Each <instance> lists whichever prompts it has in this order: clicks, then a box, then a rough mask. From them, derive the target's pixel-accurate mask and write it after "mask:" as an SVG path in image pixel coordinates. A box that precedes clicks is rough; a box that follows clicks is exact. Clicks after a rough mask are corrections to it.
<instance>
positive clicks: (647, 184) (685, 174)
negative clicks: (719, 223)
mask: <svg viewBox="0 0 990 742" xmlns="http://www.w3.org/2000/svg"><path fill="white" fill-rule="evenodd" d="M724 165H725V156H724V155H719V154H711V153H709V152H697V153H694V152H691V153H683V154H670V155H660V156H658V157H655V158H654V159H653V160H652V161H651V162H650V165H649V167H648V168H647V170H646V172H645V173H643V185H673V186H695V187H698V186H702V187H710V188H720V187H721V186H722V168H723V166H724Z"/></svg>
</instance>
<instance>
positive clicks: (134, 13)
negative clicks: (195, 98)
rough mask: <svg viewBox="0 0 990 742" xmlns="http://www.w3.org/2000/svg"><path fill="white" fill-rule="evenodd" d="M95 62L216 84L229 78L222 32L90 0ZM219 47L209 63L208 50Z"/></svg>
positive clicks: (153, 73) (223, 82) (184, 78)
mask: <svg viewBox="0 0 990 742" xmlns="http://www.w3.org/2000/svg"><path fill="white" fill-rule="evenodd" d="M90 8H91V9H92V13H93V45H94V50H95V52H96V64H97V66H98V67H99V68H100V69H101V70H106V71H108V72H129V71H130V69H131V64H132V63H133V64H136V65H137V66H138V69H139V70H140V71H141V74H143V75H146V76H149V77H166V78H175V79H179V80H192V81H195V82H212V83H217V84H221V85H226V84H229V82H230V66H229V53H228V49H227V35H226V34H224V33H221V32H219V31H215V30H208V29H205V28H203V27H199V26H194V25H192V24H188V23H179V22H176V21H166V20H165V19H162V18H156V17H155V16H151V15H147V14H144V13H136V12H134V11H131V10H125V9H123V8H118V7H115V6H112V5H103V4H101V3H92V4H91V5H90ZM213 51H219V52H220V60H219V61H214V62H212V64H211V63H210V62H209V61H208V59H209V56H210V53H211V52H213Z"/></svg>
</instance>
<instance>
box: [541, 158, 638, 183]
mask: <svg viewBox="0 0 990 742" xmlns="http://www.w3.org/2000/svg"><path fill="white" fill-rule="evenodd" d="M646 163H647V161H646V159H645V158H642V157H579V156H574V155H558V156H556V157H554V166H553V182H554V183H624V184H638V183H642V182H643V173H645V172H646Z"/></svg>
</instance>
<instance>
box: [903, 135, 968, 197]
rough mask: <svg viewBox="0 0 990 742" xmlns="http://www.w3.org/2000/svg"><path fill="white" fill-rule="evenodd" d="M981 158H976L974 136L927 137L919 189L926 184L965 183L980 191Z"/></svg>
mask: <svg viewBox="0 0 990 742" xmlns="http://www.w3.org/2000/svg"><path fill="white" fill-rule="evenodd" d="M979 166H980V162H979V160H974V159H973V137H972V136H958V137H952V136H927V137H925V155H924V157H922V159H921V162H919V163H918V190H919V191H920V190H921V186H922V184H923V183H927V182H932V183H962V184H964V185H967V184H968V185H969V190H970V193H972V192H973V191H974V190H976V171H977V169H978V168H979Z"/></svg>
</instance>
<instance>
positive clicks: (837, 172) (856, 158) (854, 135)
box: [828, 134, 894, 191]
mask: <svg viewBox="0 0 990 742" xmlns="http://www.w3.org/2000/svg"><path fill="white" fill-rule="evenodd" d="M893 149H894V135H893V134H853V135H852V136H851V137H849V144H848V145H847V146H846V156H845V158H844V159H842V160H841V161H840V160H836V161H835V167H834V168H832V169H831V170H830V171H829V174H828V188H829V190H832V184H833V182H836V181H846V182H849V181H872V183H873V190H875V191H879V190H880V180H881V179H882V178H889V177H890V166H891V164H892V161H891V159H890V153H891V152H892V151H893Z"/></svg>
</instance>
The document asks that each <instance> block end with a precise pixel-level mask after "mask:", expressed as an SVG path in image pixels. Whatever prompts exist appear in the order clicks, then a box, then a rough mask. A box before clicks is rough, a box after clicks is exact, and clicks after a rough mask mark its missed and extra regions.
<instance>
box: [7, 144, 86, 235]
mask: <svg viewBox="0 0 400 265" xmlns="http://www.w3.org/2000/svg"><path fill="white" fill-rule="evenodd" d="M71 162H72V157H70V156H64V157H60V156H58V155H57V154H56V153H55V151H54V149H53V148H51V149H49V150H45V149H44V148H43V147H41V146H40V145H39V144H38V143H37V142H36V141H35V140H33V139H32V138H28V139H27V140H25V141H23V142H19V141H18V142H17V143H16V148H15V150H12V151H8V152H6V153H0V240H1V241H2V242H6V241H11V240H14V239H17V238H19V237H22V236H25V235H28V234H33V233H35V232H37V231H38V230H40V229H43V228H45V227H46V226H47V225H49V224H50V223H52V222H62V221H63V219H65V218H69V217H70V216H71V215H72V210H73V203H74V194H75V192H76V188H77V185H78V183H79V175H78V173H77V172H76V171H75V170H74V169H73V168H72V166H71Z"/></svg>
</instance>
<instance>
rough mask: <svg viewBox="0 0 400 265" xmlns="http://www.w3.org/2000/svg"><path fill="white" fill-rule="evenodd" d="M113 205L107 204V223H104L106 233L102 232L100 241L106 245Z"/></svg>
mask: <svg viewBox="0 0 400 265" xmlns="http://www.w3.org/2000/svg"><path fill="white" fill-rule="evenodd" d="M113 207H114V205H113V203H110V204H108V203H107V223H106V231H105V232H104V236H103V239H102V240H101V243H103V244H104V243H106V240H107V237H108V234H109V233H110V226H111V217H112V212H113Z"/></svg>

Assigned task:
Count the lines in the items above that contain the word "prompts". Reply with the number alone.

Answer to this task:
2